* Instruction:
Gather every line in the records below that contains the word "beak" and copy each one in full.

* Raw data:
>>>>>
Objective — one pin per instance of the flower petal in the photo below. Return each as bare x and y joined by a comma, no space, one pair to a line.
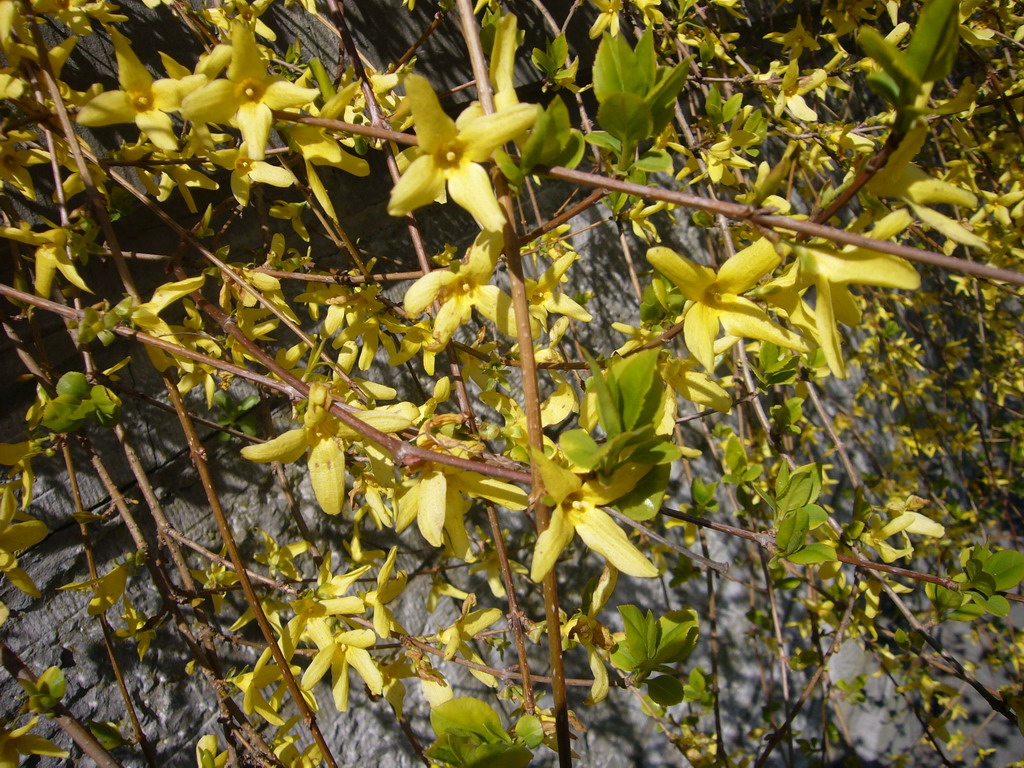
159,128
601,534
282,94
425,290
253,120
286,448
214,102
483,135
327,473
744,318
691,279
432,507
865,267
421,184
745,267
699,330
550,544
270,174
433,127
828,336
470,186
107,109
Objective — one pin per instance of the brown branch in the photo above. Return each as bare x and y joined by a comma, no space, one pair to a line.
199,461
61,715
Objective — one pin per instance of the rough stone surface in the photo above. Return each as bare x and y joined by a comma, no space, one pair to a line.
175,707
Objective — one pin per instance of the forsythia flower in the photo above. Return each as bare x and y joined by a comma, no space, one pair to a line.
607,17
452,155
247,97
577,508
140,100
462,288
324,436
832,271
716,299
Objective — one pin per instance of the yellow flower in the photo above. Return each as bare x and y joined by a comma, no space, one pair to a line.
607,17
317,147
247,97
18,741
577,509
245,170
437,502
452,153
716,300
337,653
462,288
324,436
832,271
53,254
794,88
544,299
140,100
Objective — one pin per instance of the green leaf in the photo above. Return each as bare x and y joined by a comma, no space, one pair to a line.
572,151
730,108
636,626
713,105
653,161
607,414
678,632
59,414
109,734
616,70
893,62
801,488
627,117
465,714
793,531
943,599
636,391
105,407
662,98
508,167
996,604
884,85
665,689
933,48
1007,568
581,449
74,384
529,730
604,140
813,553
702,494
645,500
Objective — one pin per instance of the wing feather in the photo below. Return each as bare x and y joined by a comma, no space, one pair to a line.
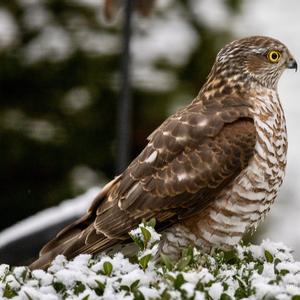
187,162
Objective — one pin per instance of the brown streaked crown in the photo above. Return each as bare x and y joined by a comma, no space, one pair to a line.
248,60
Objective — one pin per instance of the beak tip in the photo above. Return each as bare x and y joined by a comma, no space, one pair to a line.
292,64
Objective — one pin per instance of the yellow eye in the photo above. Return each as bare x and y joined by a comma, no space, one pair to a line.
274,56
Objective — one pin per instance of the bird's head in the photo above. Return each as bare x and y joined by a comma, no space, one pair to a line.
258,58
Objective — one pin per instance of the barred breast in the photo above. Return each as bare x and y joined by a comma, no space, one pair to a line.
246,201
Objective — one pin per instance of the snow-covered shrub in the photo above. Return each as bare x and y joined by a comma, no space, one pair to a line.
267,271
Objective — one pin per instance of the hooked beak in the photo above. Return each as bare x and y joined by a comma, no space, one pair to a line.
292,64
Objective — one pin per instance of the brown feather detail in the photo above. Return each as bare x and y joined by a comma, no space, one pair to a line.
193,174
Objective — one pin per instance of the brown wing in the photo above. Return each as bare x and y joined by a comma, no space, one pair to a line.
187,161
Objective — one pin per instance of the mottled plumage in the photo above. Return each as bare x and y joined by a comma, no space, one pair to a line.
209,173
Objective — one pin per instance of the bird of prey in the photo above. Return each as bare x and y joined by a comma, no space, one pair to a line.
209,172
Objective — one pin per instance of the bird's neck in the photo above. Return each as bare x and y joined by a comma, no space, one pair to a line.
229,82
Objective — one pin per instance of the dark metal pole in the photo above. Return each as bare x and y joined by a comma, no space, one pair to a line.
125,101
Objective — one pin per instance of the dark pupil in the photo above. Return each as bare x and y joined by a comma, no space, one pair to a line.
274,56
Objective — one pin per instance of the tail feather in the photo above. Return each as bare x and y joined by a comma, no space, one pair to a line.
78,237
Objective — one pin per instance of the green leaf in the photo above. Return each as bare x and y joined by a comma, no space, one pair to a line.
138,295
147,235
283,272
145,260
183,263
240,293
99,290
107,268
137,241
179,281
230,257
134,285
125,288
79,288
269,257
28,296
259,267
225,296
151,222
59,287
166,261
165,295
9,292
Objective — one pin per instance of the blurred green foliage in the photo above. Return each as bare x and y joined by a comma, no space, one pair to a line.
58,101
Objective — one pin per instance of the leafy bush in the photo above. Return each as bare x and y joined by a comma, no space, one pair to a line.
267,271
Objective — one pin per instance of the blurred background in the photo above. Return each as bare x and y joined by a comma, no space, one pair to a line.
61,83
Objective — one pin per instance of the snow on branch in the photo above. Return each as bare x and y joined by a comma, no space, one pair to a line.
266,271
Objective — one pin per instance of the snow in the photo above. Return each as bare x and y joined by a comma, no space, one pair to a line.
67,209
216,290
84,276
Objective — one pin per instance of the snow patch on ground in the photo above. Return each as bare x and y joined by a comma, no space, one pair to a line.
248,272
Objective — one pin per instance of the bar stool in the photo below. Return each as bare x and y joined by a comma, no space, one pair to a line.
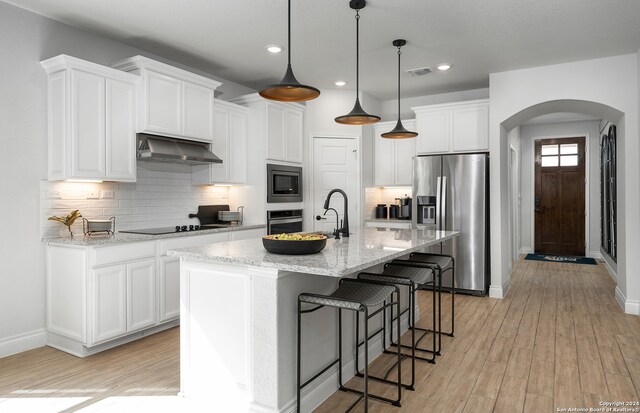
414,276
441,263
358,296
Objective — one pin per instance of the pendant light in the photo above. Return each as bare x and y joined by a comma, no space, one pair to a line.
357,116
289,89
399,132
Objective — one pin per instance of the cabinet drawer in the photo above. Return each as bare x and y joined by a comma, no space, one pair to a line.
192,241
123,253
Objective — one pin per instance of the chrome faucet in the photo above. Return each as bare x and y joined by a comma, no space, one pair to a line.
345,225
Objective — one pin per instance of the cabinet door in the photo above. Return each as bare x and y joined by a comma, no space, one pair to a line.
238,148
87,125
384,159
108,303
404,152
169,303
120,131
197,112
141,294
275,132
471,128
434,131
294,134
163,100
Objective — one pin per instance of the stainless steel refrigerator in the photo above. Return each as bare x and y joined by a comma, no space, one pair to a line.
451,192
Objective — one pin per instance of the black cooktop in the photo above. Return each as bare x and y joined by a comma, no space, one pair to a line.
177,228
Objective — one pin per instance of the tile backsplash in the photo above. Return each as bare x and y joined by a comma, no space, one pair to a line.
158,199
386,195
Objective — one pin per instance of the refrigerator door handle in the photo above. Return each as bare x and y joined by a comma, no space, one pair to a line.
443,204
439,203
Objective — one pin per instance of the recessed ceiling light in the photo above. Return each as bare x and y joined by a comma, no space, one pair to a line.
274,48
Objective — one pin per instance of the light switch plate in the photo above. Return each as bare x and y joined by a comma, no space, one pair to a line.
106,194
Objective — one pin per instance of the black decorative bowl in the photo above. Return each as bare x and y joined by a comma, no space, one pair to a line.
294,247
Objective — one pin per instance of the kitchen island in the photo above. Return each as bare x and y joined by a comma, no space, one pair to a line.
238,316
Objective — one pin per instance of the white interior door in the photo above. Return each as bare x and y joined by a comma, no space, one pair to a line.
335,165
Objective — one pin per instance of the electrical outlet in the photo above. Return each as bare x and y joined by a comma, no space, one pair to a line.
106,194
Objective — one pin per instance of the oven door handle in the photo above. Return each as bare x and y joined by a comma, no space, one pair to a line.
284,220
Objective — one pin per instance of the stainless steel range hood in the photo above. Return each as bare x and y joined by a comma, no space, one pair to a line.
163,149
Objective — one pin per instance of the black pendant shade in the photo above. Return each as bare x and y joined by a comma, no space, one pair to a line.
357,116
289,89
399,132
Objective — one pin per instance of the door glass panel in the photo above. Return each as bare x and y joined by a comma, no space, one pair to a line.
568,149
568,160
549,161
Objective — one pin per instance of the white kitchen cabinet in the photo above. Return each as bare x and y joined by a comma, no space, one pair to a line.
108,303
393,164
141,295
91,121
173,102
453,127
280,125
169,288
230,144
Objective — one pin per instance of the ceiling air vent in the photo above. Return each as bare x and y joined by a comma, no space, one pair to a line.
419,71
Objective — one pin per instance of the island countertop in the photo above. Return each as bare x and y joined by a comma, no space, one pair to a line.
363,249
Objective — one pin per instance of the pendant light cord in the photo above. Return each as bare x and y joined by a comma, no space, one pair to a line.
399,53
289,34
357,54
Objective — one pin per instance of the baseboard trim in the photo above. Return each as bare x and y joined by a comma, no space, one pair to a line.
628,306
612,273
23,342
500,291
328,382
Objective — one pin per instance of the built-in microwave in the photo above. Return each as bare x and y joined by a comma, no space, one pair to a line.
284,183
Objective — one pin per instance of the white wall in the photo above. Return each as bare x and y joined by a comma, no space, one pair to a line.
519,95
531,132
319,121
389,108
25,40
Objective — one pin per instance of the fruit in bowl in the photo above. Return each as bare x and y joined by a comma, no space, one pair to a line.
294,244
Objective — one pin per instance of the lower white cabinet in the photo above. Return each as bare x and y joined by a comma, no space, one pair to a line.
102,296
141,295
169,288
108,301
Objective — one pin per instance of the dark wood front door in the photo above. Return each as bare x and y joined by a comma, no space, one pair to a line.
559,196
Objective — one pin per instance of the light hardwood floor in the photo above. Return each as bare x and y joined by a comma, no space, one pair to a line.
559,339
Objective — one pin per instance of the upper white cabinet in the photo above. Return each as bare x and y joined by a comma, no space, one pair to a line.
453,127
91,121
393,157
173,102
229,143
280,125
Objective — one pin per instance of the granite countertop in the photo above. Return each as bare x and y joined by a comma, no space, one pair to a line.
394,220
340,257
123,238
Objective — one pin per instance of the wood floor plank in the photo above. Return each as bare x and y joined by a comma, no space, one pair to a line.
558,339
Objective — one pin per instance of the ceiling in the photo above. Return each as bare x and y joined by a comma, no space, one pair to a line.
228,37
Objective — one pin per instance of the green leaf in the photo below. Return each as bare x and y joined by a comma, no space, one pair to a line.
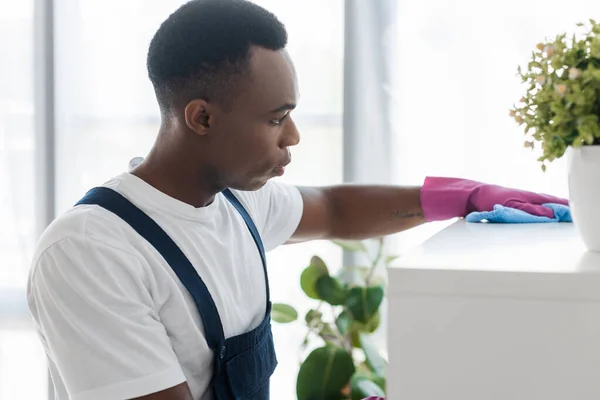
<<<<<
* Response for this exercise:
Objective — one pin per instance of the beak tip in the photo above. Return each as bare x and y joined by a comma, no space, one pair to a line.
Objective — one pin per instance of the hooked beak in the photo above. Return each as bare x and y joined by a comma, no space, one pair to a line.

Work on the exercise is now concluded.